Entradas de datos almacenadas:
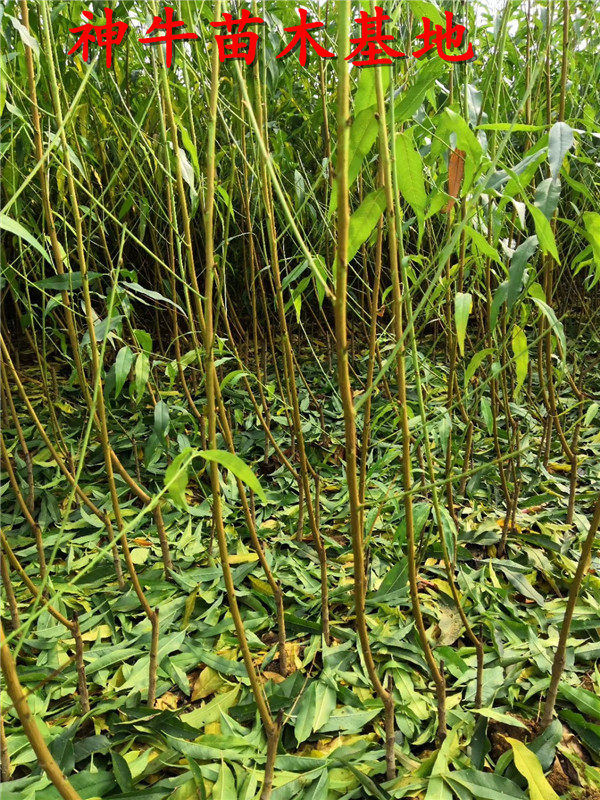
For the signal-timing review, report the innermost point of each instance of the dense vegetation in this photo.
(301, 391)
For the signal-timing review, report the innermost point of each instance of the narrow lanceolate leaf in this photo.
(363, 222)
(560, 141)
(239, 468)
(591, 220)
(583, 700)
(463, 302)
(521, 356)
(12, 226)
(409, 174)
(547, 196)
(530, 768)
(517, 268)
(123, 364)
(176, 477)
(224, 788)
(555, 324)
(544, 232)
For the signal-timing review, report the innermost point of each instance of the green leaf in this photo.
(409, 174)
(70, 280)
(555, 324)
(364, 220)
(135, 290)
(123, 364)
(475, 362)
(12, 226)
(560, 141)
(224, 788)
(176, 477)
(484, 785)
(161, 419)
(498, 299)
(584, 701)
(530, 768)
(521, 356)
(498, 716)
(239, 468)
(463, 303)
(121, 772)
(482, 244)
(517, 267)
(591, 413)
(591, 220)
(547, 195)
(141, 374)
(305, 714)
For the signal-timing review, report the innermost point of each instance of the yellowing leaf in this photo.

---

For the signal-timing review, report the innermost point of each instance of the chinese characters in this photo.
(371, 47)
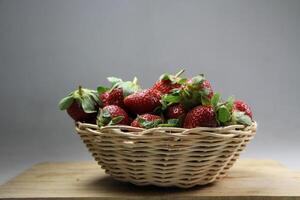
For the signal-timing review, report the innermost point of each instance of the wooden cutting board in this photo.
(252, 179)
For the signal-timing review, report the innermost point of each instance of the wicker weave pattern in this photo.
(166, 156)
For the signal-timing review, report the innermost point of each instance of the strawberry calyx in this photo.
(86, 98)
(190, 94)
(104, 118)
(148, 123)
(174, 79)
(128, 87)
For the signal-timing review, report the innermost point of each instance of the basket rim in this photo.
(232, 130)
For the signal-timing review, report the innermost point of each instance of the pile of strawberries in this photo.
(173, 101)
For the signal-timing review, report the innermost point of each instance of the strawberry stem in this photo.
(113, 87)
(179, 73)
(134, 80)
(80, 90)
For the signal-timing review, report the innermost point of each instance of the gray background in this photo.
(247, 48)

- [Instrucción] Reúne todas las líneas de las entradas de datos almacenadas de arriba que contengan la cadena "strawberry".

- [Resultado correcto]
For the signal-timing review, report the innermost point of each instance of the strawberry calyx in this photo.
For the signal-timing review, report the innermost point of each instance of the strawberry stem in this photo.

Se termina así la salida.